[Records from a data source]
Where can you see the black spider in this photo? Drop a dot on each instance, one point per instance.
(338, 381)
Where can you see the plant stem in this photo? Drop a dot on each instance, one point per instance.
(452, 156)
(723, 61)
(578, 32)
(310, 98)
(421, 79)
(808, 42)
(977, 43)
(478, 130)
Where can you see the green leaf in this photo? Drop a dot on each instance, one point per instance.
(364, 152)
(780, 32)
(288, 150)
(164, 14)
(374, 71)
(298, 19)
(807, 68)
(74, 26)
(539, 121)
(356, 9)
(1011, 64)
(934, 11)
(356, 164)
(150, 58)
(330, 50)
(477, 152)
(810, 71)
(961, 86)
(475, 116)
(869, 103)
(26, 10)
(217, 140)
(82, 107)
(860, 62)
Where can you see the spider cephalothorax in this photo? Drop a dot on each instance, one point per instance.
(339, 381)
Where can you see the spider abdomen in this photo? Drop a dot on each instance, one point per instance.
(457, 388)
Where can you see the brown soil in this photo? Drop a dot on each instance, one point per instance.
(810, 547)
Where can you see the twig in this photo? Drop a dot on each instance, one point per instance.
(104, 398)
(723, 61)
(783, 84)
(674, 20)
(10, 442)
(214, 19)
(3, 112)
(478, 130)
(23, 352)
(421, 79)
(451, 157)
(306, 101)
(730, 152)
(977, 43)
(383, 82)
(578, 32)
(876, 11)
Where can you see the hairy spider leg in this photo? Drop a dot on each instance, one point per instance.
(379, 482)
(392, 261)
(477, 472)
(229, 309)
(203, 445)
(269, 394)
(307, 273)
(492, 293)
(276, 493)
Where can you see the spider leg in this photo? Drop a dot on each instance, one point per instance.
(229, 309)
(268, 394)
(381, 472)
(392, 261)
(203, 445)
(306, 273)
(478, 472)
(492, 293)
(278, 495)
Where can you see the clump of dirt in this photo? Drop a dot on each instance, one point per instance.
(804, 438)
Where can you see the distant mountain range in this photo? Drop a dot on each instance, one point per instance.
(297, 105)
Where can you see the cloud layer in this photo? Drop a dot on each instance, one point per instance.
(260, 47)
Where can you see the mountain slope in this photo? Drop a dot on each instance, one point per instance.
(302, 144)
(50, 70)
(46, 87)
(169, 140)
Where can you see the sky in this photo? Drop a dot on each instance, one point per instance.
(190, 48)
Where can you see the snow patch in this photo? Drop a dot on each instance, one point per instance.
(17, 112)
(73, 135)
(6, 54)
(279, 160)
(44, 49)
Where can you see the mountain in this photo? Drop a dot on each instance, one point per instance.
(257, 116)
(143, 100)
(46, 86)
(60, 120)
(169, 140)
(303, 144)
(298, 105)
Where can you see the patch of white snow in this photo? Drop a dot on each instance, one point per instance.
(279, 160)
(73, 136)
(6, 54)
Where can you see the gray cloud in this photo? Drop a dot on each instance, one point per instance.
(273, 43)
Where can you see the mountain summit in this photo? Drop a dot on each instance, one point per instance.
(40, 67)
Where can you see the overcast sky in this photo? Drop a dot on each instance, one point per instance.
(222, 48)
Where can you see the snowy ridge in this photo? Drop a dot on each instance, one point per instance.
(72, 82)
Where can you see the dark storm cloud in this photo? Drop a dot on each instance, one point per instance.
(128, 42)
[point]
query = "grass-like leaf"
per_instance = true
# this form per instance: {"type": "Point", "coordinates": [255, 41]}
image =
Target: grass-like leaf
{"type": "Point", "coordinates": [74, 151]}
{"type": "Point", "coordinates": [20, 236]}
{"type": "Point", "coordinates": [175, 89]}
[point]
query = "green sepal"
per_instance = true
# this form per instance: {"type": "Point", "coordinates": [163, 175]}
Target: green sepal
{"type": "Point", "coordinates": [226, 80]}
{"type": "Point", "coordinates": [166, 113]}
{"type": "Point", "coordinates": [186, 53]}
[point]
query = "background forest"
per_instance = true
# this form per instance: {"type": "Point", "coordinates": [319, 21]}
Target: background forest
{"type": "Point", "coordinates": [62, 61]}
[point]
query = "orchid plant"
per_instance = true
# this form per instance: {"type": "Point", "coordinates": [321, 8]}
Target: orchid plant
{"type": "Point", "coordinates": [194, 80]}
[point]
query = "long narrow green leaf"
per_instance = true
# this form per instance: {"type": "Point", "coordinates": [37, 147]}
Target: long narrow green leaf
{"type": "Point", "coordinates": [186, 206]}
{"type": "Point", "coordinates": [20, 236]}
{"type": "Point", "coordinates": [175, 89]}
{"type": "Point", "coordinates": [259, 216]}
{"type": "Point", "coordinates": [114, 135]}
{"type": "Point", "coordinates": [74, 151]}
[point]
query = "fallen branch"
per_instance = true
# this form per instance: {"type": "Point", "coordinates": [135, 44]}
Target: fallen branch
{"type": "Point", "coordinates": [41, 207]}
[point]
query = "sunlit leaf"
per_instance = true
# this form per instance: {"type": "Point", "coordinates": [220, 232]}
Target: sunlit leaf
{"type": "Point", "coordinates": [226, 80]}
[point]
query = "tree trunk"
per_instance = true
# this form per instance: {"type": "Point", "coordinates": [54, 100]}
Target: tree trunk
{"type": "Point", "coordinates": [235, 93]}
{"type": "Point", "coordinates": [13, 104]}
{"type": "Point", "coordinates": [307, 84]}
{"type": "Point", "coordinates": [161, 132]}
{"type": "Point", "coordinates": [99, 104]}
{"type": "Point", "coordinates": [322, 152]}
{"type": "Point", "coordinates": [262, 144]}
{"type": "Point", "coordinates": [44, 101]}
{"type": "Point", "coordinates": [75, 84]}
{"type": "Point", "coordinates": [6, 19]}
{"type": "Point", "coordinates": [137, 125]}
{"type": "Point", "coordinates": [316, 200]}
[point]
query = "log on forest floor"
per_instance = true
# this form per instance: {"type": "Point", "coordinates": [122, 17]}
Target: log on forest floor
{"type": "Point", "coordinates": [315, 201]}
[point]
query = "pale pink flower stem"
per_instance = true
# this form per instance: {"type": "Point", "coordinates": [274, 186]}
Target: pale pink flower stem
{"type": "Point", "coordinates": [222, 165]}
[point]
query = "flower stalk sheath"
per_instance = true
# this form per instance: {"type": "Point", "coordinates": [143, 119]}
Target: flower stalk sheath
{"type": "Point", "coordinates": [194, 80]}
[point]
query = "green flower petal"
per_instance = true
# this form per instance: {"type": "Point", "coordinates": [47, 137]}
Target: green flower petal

▶ INSTRUCTIONS FOR THE TASK
Note down each line above where the word "query" occurs.

▶ OUTPUT FOR THIS TASK
query = "grass-like leaf"
query = "green sepal"
query = "background forest"
query = "orchid plant"
query = "long narrow green leaf"
query = "fallen branch"
query = "sunlit leaf"
query = "tree trunk"
query = "log on forest floor"
query = "pale pink flower stem"
query = "flower stalk sheath"
query = "green flower petal"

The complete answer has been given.